- _Text_:
<<<<

High Court Ax Of Att ...

High Court Ax Of Atty-Client Privilege Case Deepens Split

March 8, 2023 | by Fred E. (Trey) Bourn III

After oral argument, many U.S. Supreme Court watchers following the In re: Grand Jury case were left with the same feelings as U.S. Justice Neil Gorsuch in January: “struggling” and “really confused” by the parties’ presentations.

Counsel for both the law firm — seeking to have its multipurpose communications protected under the attorney-client privilege — and the U.S., which was trying to compel the communications’ production, appeared to shift their positions throughout their briefing and arguments.[1]

The law firm at first staked out the position that communications with a significant legal purpose should be protected, as then-U.S. Circuit Judge Brett Kavanaugh held for the U.S. Court of Appeals for the D.C. Circuit in its 2014 decision in In re: Kellogg Brown & Root Inc.[2]

Perhaps after reading the Association of Professional Responsibility Lawyers’ and the American Bar Association’s amicus briefs, the law firm pivoted to a much broader formulation, suggesting in its reply brief and at argument that communications with any bona fide legal purpose — i.e., one that was real and legitimate — should be protected.[3][4]

Meanwhile, the government argued in its briefing that communications with a primary legal purpose come under the privilege’s purview, as the U.S. Court of Appeals for the Ninth Circuit had held below in its 2021 decision in In re: Grand Jury.[5]

During argument, however, counsel appeared to suggest a significant legal purpose test might suffice, verging at one point on conceding that even a 60-40 communication where the legal purpose was secondary could be protected.

Some experts may have seen it coming, but few likely predicted the court would dismiss the case as improvidently granted — otherwise known as a DIG — a mere two weeks after argument.[6]

It is, of course, fun to speculate about the many reasons why the justices took this rarely traveled road. In the end, however, the key takeaway is that a three-way split remains among the courts of appeals on an important issue for the legal profession at large — especially for in-house counsel and corporate defense lawyers.

In other words, the question of how courts should apply the attorney-client privilege to multipurpose communications — those containing legal and nonlegal advice — remains open.

The justices have shown a desire to answer it by granting certiorari in In re: Grand Jury in the first place. Given their latest move, however, one is left to ponder what case — if any — will present the proper vehicle for them to do so? And how long until that happens?

The Tripartite Circuit Split on Multipurpose Communications

Before addressing the DIG, it is necessary to highlight the current — and, at least for now, entrenched — split among the U.S. circuit courts of appeals. At a broad level, there are at least three distinct approaches.

The first comes from the U.S. Court of Appeals for the Seventh Circuit’s 1999 decision in U.S. v. Frederick.[7] There, the Internal Revenue Service issued a summons to Richard Frederick, who was both a lawyer and an accountant. In this hybrid role, Frederick provided legal representation to, and prepared the tax returns for, various clients.

>>>>

Extracted records:
<<<<

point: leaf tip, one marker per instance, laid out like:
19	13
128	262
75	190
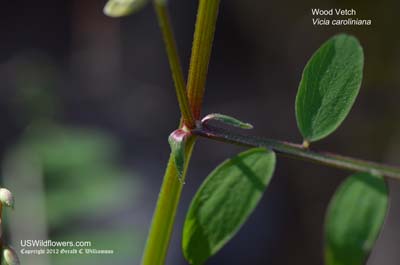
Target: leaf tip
121	8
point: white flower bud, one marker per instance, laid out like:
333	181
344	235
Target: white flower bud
6	197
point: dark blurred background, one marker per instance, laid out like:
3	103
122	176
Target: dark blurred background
87	103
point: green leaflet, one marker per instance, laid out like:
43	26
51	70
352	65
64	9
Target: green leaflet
354	219
227	120
121	8
329	86
224	202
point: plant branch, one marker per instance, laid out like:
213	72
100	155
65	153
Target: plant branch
165	212
164	216
174	62
298	151
201	51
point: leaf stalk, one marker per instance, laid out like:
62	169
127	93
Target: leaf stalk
300	152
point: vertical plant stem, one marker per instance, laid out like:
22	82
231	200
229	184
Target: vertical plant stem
201	51
174	62
164	216
165	212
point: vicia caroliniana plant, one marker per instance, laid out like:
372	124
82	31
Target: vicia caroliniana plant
9	256
329	86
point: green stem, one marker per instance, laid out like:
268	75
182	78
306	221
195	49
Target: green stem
201	51
165	212
298	151
164	216
174	62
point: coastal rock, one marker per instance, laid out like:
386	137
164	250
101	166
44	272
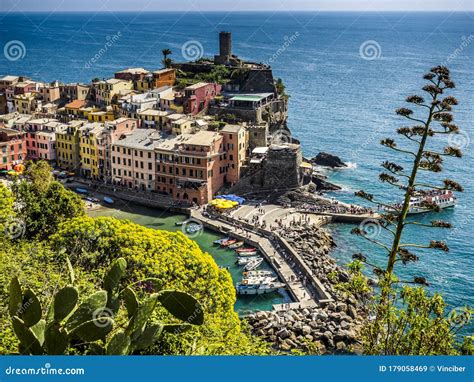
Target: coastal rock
283	334
328	160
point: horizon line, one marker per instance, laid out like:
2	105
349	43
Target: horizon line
250	11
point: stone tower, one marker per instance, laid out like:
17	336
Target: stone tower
225	44
225	49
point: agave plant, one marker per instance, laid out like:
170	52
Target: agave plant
91	323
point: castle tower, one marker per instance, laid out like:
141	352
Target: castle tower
225	44
225	49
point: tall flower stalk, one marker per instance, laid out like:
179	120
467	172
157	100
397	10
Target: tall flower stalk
433	118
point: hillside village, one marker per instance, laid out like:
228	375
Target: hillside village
184	131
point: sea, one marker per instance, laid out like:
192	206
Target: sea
345	72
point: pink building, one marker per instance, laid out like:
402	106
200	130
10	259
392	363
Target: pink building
133	160
12	148
197	97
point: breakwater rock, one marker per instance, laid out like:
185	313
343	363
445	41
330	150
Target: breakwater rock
328	330
333	328
327	160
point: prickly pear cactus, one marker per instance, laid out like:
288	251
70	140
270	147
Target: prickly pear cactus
68	322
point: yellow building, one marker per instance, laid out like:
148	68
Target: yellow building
89	135
25	103
101	116
67	147
106	90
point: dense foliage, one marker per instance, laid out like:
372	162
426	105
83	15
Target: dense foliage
56	228
43	203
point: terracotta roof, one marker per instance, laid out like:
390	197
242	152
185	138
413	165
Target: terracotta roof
76	104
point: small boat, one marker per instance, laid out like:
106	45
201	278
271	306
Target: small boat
259	288
236	245
81	191
228	242
254	264
420	201
247	254
250	249
245	260
259	280
193	228
258	274
220	241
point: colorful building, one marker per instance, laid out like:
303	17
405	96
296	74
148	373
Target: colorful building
106	90
164	77
197	97
191	167
133	160
67	146
236	144
12	148
88	147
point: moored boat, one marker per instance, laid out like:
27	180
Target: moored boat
254	264
108	200
249	249
193	228
245	260
259	288
258	273
220	241
228	242
247	254
422	201
236	245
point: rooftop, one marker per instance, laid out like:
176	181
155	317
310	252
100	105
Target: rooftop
162	71
153	112
9	78
251	97
76	104
134	71
196	86
143	139
232	128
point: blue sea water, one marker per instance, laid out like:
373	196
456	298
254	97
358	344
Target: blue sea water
346	73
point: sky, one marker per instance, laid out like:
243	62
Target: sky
233	5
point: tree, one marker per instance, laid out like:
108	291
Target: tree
178	263
166	60
98	325
437	120
43	203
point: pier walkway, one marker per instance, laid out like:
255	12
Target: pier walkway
303	286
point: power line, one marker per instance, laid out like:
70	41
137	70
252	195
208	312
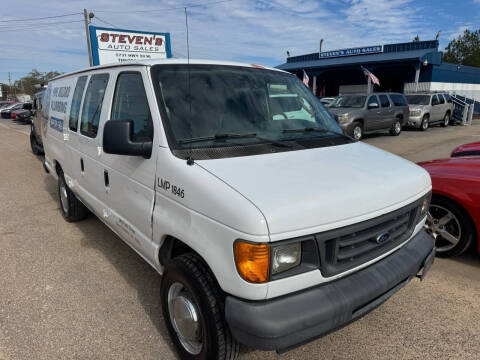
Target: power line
106	22
31	27
42	18
164	9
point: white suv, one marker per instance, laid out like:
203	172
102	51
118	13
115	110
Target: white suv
270	227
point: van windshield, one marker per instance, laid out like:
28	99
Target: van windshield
209	106
418	99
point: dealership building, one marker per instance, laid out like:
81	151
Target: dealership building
403	67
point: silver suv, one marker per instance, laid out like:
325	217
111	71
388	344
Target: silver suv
429	108
358	114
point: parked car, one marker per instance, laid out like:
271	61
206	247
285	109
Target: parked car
359	114
243	201
429	108
24	114
326	100
6	111
5	103
454	219
39	118
467	150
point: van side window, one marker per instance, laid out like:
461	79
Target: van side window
76	101
384	100
130	103
92	104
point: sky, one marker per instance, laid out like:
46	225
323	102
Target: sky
252	31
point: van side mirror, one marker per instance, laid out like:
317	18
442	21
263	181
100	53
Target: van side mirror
117	139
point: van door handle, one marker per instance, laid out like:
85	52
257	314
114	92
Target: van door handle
106	179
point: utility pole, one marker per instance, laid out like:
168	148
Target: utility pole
87	17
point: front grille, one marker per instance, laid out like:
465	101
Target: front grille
348	247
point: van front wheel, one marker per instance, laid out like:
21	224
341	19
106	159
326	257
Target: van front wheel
193	308
72	208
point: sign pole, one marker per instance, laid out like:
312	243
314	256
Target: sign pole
85	17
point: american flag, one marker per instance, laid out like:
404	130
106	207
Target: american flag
305	79
371	76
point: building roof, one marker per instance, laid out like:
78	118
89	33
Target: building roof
412	51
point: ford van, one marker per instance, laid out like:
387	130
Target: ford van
270	227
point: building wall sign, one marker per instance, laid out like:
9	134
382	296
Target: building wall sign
353	51
117	45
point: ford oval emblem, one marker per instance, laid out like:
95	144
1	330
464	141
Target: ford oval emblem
383	238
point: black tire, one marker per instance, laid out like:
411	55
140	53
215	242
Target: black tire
36	148
357	130
446	120
192	273
467	229
396	128
73	209
424	125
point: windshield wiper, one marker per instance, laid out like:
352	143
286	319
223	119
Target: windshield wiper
315	129
233	136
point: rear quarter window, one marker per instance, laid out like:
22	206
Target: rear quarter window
398	100
384	100
92	104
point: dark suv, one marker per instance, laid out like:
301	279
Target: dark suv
358	114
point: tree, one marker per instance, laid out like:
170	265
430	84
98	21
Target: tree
464	50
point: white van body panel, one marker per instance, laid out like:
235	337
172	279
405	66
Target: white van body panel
260	198
298	191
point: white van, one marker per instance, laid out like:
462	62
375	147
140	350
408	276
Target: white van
270	226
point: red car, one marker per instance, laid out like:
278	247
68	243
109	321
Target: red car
467	150
454	219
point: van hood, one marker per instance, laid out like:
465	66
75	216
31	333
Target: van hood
303	189
339	111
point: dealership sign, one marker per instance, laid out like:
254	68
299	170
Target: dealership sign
354	51
117	45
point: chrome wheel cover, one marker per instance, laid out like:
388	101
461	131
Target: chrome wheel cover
185	318
64	197
357	132
445	228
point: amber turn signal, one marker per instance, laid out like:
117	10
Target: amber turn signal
252	260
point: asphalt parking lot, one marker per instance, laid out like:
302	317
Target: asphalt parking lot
76	291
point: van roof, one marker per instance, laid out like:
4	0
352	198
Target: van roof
164	62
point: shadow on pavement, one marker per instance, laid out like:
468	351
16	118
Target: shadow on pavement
137	273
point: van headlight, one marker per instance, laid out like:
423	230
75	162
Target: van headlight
263	262
343	119
286	257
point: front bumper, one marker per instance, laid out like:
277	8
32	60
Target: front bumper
292	320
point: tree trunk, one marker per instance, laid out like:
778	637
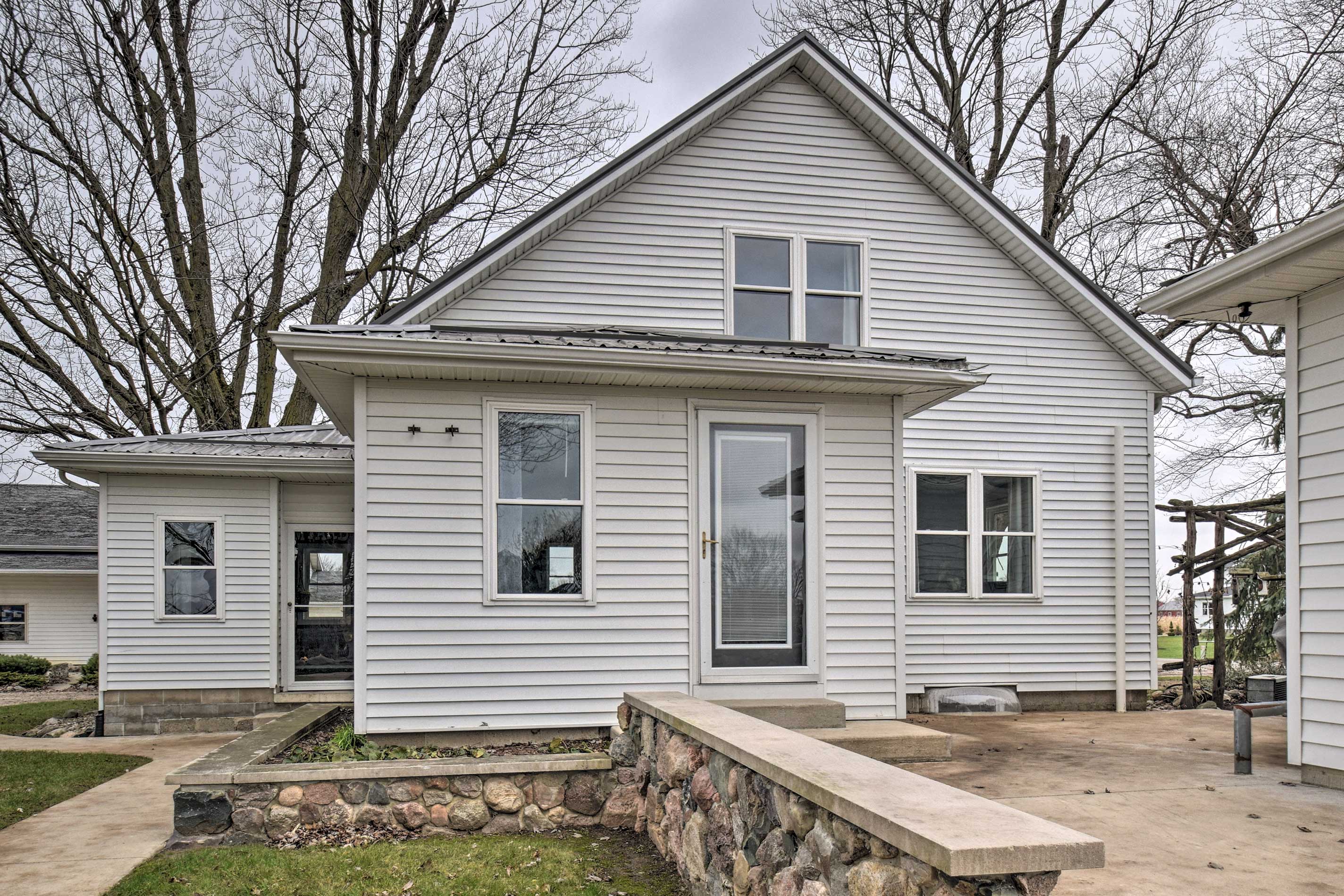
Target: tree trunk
1190	633
1219	629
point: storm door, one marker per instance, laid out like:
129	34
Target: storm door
323	609
757	547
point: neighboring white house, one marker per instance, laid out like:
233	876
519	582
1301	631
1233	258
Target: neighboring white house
777	403
1296	280
49	571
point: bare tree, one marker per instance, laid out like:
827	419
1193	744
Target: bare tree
1025	96
179	179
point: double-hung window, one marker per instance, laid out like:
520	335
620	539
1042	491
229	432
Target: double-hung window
189	569
796	288
975	534
539	518
14	622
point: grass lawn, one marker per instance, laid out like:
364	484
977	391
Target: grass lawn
506	864
33	779
15	720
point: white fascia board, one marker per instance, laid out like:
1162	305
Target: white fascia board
75	461
331	351
1259	261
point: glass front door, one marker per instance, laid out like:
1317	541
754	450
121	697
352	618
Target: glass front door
757	544
324	608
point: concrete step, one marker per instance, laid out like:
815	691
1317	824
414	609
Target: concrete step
889	741
788	712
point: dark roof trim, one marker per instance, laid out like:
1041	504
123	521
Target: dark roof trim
804	38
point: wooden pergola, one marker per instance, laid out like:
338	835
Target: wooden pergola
1253	536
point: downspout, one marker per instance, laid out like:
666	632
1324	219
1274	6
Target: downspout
1118	523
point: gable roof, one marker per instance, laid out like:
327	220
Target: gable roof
857	100
48	528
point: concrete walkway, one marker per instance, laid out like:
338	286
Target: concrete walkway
1159	789
93	840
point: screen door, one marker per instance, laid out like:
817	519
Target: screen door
756	544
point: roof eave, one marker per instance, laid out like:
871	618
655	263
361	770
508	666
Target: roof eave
93	461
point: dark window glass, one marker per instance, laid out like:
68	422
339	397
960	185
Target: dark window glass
1007	504
941	503
834	319
1007	563
189	593
189	544
834	267
539	550
760	315
13	622
539	456
941	563
761	261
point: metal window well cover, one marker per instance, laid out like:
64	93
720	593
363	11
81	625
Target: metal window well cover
971	699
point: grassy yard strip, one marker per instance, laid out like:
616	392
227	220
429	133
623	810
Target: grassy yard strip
498	865
34	779
19	718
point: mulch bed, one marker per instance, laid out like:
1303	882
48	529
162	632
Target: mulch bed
319	737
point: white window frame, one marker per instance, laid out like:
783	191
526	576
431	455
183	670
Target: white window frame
26	624
798	288
975	535
490	523
160	520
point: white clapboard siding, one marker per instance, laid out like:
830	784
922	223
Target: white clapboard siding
438	659
652	256
61	610
147	653
1320	488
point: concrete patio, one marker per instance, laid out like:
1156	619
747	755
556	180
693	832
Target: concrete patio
1159	789
94	838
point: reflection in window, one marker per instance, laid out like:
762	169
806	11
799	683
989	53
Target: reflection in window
539	507
189	569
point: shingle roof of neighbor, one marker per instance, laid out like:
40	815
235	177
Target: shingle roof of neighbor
664	342
320	441
48	516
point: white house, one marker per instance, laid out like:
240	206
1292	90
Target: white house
49	571
1295	280
777	403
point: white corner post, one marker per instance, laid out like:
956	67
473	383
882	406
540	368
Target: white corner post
1118	523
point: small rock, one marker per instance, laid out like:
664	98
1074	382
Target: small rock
411	816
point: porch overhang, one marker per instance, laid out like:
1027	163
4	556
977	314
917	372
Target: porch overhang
330	363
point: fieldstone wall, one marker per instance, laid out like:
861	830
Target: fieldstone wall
734	832
438	805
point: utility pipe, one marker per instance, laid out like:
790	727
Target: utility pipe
1118	524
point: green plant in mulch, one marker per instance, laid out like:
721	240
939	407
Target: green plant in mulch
346	746
25	664
34	779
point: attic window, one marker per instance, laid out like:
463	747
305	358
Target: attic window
791	286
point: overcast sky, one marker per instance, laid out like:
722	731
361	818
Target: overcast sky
693	48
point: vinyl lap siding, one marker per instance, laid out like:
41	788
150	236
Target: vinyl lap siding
437	659
652	256
146	653
61	614
1320	459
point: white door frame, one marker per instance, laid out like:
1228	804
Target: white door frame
809	417
287	606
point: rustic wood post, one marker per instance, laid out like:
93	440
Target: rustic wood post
1190	633
1219	628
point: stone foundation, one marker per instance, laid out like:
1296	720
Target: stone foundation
734	832
430	805
183	710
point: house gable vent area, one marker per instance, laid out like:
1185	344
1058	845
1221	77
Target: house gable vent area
971	699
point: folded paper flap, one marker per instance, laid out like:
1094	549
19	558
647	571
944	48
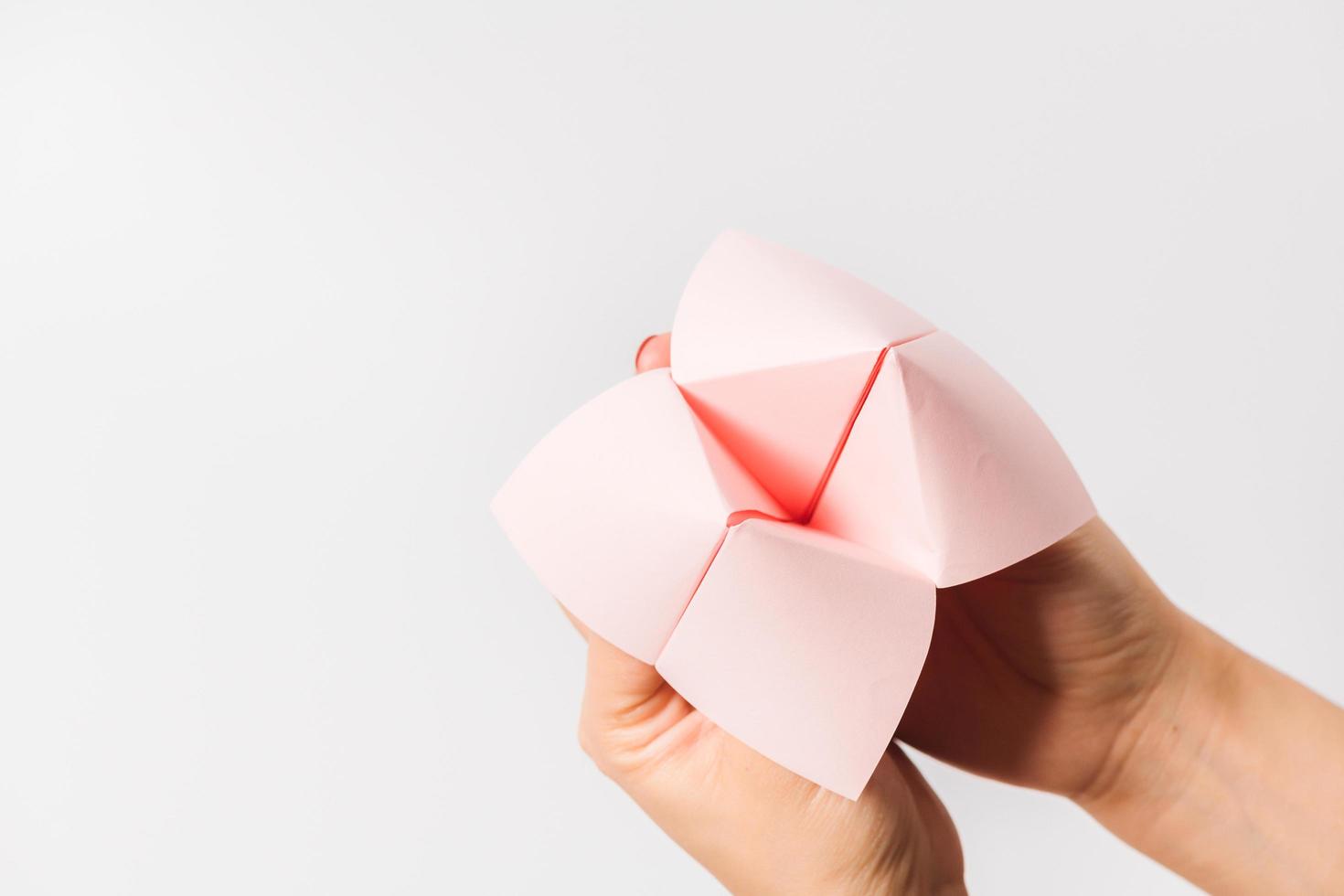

>>>>

- _To be done_: Name every specific court that the article on the attorney-client privilege case mentions. Give each in its full form as the article first gives it.

- _Solution_:
- U.S. Supreme Court
- U.S. Court of Appeals for the D.C. Circuit
- U.S. Court of Appeals for the Ninth Circuit
- U.S. Court of Appeals for the Seventh Circuit